# EXERCISE GOAL
Write out the lines below as a JSON list of strings, one string per line, with blank lines and pictures left out.

# MATERIAL FOR THIS EXERCISE

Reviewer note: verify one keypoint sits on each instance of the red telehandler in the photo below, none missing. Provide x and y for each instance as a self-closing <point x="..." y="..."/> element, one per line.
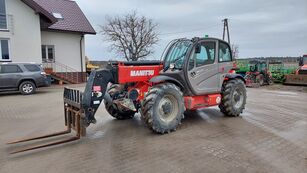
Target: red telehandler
<point x="195" y="73"/>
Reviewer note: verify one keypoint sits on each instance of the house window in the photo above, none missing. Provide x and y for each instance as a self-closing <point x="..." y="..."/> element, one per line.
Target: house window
<point x="48" y="53"/>
<point x="4" y="50"/>
<point x="3" y="19"/>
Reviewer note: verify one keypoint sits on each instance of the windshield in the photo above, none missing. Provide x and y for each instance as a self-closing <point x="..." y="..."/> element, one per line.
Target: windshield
<point x="176" y="54"/>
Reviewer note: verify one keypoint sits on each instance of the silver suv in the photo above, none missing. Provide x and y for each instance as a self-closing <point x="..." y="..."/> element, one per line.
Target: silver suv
<point x="23" y="77"/>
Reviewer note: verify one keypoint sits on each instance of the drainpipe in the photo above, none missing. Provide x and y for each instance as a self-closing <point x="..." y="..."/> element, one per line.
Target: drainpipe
<point x="81" y="57"/>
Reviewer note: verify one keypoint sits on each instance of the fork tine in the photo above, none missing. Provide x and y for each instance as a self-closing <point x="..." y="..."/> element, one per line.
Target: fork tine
<point x="40" y="137"/>
<point x="47" y="145"/>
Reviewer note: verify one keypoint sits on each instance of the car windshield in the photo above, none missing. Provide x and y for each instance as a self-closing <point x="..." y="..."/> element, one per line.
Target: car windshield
<point x="176" y="54"/>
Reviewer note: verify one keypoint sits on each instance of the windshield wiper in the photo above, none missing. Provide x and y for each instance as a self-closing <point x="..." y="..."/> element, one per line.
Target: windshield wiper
<point x="174" y="62"/>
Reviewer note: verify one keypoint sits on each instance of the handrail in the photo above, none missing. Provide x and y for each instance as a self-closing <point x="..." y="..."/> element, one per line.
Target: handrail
<point x="65" y="72"/>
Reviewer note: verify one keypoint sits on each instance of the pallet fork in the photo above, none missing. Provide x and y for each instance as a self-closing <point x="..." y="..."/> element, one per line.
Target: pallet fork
<point x="74" y="121"/>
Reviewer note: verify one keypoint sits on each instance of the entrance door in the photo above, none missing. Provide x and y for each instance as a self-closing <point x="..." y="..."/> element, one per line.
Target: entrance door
<point x="203" y="70"/>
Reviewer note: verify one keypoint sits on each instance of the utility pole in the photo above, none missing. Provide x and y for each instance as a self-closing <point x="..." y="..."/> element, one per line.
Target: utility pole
<point x="226" y="28"/>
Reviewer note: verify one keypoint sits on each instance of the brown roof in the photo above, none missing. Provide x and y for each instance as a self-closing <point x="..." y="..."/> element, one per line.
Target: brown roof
<point x="40" y="10"/>
<point x="73" y="18"/>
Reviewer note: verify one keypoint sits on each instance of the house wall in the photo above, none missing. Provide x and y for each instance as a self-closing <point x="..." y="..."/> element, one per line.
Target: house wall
<point x="23" y="32"/>
<point x="67" y="48"/>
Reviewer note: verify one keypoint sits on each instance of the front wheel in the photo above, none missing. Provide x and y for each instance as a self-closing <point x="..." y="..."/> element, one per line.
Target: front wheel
<point x="163" y="108"/>
<point x="233" y="98"/>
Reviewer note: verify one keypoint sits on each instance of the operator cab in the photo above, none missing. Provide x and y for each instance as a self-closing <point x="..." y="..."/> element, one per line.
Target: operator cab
<point x="203" y="61"/>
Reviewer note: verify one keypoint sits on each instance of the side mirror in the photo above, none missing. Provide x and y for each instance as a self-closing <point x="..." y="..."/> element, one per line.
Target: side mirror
<point x="197" y="48"/>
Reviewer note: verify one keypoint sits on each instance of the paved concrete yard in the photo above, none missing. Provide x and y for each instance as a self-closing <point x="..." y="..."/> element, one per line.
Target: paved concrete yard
<point x="271" y="136"/>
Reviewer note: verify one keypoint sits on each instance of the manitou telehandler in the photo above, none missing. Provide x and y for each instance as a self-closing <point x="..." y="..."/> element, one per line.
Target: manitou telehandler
<point x="195" y="73"/>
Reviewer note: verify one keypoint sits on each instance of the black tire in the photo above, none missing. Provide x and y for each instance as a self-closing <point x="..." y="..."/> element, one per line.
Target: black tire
<point x="163" y="108"/>
<point x="112" y="109"/>
<point x="233" y="98"/>
<point x="27" y="88"/>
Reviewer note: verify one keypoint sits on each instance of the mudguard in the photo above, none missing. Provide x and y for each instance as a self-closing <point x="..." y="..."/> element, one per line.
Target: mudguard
<point x="234" y="76"/>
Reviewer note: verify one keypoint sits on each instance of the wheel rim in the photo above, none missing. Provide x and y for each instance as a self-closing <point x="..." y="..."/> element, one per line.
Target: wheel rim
<point x="238" y="98"/>
<point x="27" y="88"/>
<point x="168" y="108"/>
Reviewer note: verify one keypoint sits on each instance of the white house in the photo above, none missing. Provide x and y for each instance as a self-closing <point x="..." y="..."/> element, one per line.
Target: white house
<point x="50" y="32"/>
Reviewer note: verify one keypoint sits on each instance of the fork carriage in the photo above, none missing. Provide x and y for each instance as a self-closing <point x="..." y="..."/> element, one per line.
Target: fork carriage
<point x="74" y="121"/>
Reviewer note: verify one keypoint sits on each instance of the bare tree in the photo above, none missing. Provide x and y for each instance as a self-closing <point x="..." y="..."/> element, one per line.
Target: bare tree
<point x="132" y="36"/>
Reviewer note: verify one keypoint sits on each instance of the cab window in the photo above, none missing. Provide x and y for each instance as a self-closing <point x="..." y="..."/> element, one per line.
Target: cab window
<point x="224" y="52"/>
<point x="205" y="56"/>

# TASK SOLUTION
[
  "Reviewer note: verify one keypoint sits on each instance of the red telehandler in the photo below, none missing. Provide x and y for each instance as a self-closing <point x=\"...\" y=\"...\"/> element, one per line.",
  "Target: red telehandler",
  "<point x=\"195\" y=\"73\"/>",
  "Reviewer note: verify one keypoint sits on each instance of the house window in the photo above, none missing. Provide x and y for each instance as a self-closing <point x=\"...\" y=\"...\"/> element, one per line.",
  "Target: house window",
  "<point x=\"48\" y=\"53\"/>",
  "<point x=\"4\" y=\"50\"/>",
  "<point x=\"3\" y=\"19\"/>",
  "Reviewer note: verify one keypoint sits on each instance of the windshield in the photo above, none missing. Provide x and y for each instance as a self-closing <point x=\"...\" y=\"...\"/> element, one per line.",
  "Target: windshield",
  "<point x=\"176\" y=\"54\"/>",
  "Reviewer note: verify one keypoint sits on each instance of the silver suv in the photo above, none missing. Provide x and y for each instance as a self-closing <point x=\"...\" y=\"...\"/> element, one per line.",
  "Target: silver suv",
  "<point x=\"23\" y=\"77\"/>",
  "Reviewer note: verify one keypoint sits on each instance of the drainpipe in the photo above, none missing. Provide x and y for each instance as a self-closing <point x=\"...\" y=\"...\"/> element, one per line.",
  "Target: drainpipe",
  "<point x=\"81\" y=\"57\"/>",
  "Reviewer note: verify one keypoint sits on each instance of the fork tine in the photo above, none missing. Provide x and y for each instance as a self-closing <point x=\"...\" y=\"...\"/> element, one per line.",
  "Target: fork tine",
  "<point x=\"40\" y=\"137\"/>",
  "<point x=\"47\" y=\"145\"/>",
  "Reviewer note: verify one keypoint sits on each instance of the car windshield in the photo above, none missing. Provide x and y for each instance as a self-closing <point x=\"...\" y=\"...\"/> element, one per line.",
  "Target: car windshield",
  "<point x=\"176\" y=\"54\"/>",
  "Reviewer note: verify one keypoint sits on each instance of the windshield wiper in the photo above, none missing. Provide x and y for each instance as a self-closing <point x=\"...\" y=\"...\"/> element, one per line.",
  "Target: windshield wiper",
  "<point x=\"174\" y=\"62\"/>",
  "Reviewer note: verify one keypoint sits on each instance of the handrail in the photo above, none missing. Provide x and y for each instance as a self-closing <point x=\"...\" y=\"...\"/> element, one per line.",
  "Target: handrail",
  "<point x=\"65\" y=\"72\"/>",
  "Reviewer note: verify one keypoint sits on each instance of the pallet fork in the photo above, none missing. Provide x and y for each instance as a self-closing <point x=\"...\" y=\"...\"/> element, one per line.",
  "Target: pallet fork",
  "<point x=\"74\" y=\"121\"/>",
  "Reviewer note: verify one keypoint sits on each instance of the entrance door in the photo above, none missing. Provide x and y for each instance as a self-closing <point x=\"...\" y=\"...\"/> element, one per line.",
  "Target: entrance door",
  "<point x=\"203\" y=\"70\"/>",
  "Reviewer note: verify one keypoint sits on each instance of the utility pole in the photo above, none missing. Provide x and y for each instance as a self-closing <point x=\"...\" y=\"...\"/> element, one per line.",
  "Target: utility pole",
  "<point x=\"226\" y=\"28\"/>",
  "Reviewer note: verify one keypoint sits on each instance of the brown roof in the photo above, none missing. Provide x and y for each instance as a self-closing <point x=\"...\" y=\"...\"/> element, one per line.",
  "Target: brown roof",
  "<point x=\"40\" y=\"10\"/>",
  "<point x=\"73\" y=\"18\"/>",
  "Reviewer note: verify one keypoint sits on each instance of the house wall in the photo above, none missing. Provide x and y for each instance as a self-closing <point x=\"...\" y=\"...\"/> element, one per line.",
  "Target: house wall",
  "<point x=\"23\" y=\"32\"/>",
  "<point x=\"67\" y=\"48\"/>",
  "Reviewer note: verify one keypoint sits on each instance of the front wheel in the photo above, none missing. Provide x and y for each instance as a self-closing <point x=\"...\" y=\"...\"/> element, one per line.",
  "Target: front wheel",
  "<point x=\"163\" y=\"108\"/>",
  "<point x=\"233\" y=\"98\"/>",
  "Reviewer note: verify one keypoint sits on each instance of the operator cab in the photo above, none missing. Provide x and y for each instance as a self-closing <point x=\"...\" y=\"...\"/> element, one per line.",
  "Target: operator cab",
  "<point x=\"203\" y=\"61\"/>",
  "Reviewer note: verify one keypoint sits on each instance of the side mirror in the photo above, none missing. Provide x and y for each instance as a self-closing <point x=\"...\" y=\"...\"/> element, one per line.",
  "Target: side mirror",
  "<point x=\"197\" y=\"48\"/>",
  "Reviewer note: verify one keypoint sits on each instance of the paved concrete yard in the photo above, none missing. Provide x and y for each instance as a self-closing <point x=\"...\" y=\"...\"/> element, one per line.",
  "Target: paved concrete yard",
  "<point x=\"271\" y=\"136\"/>",
  "Reviewer note: verify one keypoint sits on each instance of the manitou telehandler in the photo above, none missing. Provide x and y for each instance as a self-closing <point x=\"...\" y=\"...\"/> element, one per line.",
  "Target: manitou telehandler",
  "<point x=\"195\" y=\"73\"/>",
  "Reviewer note: verify one keypoint sits on each instance of the black tire in the photo above, none missing. Provide x and y for each instance as a self-closing <point x=\"...\" y=\"...\"/> element, one per line.",
  "Target: black tire",
  "<point x=\"163\" y=\"108\"/>",
  "<point x=\"112\" y=\"109\"/>",
  "<point x=\"233\" y=\"98\"/>",
  "<point x=\"27\" y=\"88\"/>",
  "Reviewer note: verify one keypoint sits on each instance of the mudguard in the photo above, none missing. Provide x and y for each instance as a self-closing <point x=\"...\" y=\"...\"/> element, one per line.",
  "Target: mudguard",
  "<point x=\"234\" y=\"76\"/>",
  "Reviewer note: verify one keypoint sits on each instance of the wheel rim in the photo above, none missing. Provide x and y for each instance as a self-closing <point x=\"...\" y=\"...\"/> element, one per line.",
  "Target: wheel rim",
  "<point x=\"238\" y=\"98\"/>",
  "<point x=\"27\" y=\"88\"/>",
  "<point x=\"168\" y=\"108\"/>",
  "Reviewer note: verify one keypoint sits on each instance of the white house in the photo above, none missing. Provide x and y for each instance as a self-closing <point x=\"...\" y=\"...\"/> element, one per line.",
  "Target: white house",
  "<point x=\"50\" y=\"32\"/>",
  "Reviewer note: verify one keypoint sits on each instance of the fork carriage in the photo above, none missing. Provide x and y for each instance as a self-closing <point x=\"...\" y=\"...\"/> element, one per line.",
  "Target: fork carriage",
  "<point x=\"74\" y=\"121\"/>",
  "Reviewer note: verify one keypoint sits on each instance of the bare tree in the photo above, none missing. Provide x and y for each instance as a self-closing <point x=\"...\" y=\"...\"/> element, one per line.",
  "Target: bare tree",
  "<point x=\"132\" y=\"36\"/>",
  "Reviewer note: verify one keypoint sits on each instance of the cab window in the photo above, none missing. Provide x and y for each instance as a self-closing <point x=\"...\" y=\"...\"/> element, one per line.",
  "Target: cab window",
  "<point x=\"224\" y=\"52\"/>",
  "<point x=\"205\" y=\"56\"/>"
]